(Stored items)
+++

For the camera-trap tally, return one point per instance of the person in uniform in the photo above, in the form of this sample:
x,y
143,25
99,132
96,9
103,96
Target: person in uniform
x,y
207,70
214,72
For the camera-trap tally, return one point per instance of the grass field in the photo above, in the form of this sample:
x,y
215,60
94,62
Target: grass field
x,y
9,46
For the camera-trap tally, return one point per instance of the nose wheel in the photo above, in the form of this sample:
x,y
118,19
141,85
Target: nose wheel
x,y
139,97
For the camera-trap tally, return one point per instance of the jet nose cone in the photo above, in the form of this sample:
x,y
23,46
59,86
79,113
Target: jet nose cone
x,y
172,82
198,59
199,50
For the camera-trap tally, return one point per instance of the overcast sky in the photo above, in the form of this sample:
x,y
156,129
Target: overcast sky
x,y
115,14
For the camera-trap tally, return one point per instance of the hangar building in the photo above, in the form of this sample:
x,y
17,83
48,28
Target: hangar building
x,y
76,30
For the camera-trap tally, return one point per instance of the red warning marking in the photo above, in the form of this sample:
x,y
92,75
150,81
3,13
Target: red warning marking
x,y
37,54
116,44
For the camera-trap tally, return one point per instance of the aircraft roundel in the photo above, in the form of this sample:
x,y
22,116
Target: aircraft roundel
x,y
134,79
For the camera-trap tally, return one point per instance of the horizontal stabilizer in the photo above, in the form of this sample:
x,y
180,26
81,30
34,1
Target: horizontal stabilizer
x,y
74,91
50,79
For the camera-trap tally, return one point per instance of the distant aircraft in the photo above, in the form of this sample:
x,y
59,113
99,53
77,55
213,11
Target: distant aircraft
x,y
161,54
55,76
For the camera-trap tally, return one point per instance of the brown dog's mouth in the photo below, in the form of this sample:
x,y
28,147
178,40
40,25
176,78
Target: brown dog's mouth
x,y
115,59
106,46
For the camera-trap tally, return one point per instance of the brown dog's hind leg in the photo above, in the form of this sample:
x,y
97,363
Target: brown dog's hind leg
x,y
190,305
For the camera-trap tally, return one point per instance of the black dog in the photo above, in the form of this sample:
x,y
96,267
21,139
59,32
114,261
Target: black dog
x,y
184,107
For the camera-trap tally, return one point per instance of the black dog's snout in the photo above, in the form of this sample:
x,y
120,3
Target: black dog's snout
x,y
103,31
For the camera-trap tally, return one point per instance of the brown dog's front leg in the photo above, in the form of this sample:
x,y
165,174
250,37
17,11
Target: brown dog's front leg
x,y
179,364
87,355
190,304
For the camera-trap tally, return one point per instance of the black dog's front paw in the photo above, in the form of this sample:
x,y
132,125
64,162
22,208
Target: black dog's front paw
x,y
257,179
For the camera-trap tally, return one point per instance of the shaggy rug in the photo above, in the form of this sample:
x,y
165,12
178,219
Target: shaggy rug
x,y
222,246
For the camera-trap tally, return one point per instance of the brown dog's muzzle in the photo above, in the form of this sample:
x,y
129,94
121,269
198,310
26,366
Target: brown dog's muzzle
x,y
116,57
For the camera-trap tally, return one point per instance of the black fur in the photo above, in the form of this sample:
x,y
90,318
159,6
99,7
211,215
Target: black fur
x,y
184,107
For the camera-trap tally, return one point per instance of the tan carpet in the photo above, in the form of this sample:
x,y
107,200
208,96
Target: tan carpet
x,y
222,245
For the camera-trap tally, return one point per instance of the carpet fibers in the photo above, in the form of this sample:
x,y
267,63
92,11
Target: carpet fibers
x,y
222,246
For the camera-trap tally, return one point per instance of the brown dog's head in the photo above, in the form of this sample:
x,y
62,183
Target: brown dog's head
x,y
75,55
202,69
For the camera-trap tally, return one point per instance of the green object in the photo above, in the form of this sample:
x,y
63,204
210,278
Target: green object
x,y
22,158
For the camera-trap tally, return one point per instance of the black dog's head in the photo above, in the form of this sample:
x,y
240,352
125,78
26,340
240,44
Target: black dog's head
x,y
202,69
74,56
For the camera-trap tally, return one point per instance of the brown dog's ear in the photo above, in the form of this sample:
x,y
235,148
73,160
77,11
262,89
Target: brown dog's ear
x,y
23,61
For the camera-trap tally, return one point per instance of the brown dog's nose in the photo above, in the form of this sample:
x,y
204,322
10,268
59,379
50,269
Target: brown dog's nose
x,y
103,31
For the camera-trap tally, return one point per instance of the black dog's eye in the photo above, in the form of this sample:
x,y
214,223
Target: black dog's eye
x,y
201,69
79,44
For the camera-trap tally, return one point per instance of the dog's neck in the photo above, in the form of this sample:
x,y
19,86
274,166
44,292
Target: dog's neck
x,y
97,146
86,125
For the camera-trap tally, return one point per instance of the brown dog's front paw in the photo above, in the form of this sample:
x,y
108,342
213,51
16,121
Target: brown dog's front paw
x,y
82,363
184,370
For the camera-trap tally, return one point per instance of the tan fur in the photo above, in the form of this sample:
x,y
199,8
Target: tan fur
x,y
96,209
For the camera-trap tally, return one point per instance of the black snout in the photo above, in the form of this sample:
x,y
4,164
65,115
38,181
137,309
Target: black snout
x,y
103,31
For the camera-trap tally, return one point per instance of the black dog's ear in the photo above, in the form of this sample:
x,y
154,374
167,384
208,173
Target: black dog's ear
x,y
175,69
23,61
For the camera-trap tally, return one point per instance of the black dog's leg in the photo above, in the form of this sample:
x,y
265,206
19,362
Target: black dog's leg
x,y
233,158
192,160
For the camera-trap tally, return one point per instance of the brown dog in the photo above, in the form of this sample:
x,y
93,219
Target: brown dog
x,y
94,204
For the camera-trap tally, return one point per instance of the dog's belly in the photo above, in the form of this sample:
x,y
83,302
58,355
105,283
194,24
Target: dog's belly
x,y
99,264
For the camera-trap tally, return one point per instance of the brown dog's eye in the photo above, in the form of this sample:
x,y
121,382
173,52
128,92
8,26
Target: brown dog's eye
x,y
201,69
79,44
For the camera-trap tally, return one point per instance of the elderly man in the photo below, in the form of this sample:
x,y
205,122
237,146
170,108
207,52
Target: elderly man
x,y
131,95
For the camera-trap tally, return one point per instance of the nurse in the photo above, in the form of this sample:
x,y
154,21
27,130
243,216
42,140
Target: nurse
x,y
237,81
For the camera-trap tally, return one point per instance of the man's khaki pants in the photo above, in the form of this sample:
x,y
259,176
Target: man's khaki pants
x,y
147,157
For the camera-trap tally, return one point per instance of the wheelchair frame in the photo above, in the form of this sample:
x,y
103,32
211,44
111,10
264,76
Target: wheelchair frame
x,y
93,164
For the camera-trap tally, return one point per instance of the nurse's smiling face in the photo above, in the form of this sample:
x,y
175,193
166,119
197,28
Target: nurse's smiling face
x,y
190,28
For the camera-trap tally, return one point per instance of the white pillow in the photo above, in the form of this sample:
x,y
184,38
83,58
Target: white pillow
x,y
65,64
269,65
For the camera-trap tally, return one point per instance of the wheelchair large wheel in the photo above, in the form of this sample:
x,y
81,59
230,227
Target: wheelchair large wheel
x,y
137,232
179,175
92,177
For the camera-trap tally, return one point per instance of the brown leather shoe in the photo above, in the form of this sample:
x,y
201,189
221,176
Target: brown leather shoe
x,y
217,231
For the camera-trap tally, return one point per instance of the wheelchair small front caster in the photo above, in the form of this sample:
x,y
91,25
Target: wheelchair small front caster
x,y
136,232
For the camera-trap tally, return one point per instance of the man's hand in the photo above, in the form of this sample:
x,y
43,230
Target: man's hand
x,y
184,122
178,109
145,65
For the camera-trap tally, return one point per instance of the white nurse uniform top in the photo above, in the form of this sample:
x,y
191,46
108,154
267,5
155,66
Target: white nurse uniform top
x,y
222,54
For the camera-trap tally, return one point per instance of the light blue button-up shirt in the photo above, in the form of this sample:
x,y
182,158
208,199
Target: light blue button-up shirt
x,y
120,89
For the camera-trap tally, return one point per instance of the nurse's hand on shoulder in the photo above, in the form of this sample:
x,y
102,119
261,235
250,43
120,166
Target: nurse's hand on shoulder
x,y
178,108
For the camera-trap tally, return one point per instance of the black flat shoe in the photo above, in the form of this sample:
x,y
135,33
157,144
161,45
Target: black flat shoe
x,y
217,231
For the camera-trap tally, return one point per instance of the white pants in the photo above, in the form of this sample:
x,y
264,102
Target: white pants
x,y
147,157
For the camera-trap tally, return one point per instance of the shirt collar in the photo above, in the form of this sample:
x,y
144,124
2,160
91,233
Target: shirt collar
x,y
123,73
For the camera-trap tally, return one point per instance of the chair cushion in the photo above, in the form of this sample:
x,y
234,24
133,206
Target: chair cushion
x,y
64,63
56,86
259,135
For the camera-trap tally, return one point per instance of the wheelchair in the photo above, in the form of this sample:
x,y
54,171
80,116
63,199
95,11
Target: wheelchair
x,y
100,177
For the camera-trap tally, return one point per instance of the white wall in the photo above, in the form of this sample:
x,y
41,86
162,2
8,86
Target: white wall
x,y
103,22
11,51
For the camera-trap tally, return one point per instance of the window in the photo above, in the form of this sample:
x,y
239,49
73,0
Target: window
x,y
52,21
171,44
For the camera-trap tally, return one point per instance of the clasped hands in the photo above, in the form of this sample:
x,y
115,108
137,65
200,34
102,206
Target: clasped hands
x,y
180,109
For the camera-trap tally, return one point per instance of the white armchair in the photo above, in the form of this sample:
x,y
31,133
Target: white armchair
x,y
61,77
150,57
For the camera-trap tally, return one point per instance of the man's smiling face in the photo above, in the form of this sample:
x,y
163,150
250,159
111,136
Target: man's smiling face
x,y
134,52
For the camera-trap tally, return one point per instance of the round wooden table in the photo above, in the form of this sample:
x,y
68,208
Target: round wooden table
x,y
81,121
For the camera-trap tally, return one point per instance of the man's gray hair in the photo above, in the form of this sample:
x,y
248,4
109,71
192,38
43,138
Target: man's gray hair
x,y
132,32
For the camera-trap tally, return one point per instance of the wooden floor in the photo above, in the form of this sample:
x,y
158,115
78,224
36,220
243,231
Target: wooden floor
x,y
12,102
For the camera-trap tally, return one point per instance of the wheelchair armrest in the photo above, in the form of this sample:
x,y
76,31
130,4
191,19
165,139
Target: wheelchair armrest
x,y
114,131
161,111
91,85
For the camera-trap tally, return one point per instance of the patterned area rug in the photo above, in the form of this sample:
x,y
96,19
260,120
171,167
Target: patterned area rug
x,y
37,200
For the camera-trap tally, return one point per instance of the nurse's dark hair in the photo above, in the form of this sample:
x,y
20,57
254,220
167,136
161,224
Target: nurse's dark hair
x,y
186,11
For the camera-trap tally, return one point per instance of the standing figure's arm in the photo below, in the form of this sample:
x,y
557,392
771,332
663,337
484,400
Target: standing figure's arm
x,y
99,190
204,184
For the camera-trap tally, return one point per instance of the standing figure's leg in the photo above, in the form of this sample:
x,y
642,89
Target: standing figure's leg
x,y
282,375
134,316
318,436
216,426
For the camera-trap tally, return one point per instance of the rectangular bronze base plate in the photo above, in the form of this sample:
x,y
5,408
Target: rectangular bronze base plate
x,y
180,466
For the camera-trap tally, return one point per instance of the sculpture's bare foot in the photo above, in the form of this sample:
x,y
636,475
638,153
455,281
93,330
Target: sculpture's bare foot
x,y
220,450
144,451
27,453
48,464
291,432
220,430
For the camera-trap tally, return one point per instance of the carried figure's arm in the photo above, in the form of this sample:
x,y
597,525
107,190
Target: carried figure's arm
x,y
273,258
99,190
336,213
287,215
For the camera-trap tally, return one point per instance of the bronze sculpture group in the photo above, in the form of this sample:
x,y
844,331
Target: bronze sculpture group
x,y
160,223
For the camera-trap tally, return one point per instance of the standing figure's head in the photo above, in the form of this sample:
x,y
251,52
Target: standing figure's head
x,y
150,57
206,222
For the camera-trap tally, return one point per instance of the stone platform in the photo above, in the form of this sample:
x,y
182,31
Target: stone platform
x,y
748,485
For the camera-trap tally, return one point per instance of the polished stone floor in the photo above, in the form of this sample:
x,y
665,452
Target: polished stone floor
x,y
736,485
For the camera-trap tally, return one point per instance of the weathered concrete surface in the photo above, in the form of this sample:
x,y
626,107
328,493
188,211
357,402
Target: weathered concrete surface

+++

▸ **Problem requirements**:
Report every line in the data above in which the word "weathered" appears.

▸ **Solution to this task**:
For the camera-trap tally, return one point per instance of the weathered concrete surface in the photo above, in the form of this sample:
Target: weathered concrete surface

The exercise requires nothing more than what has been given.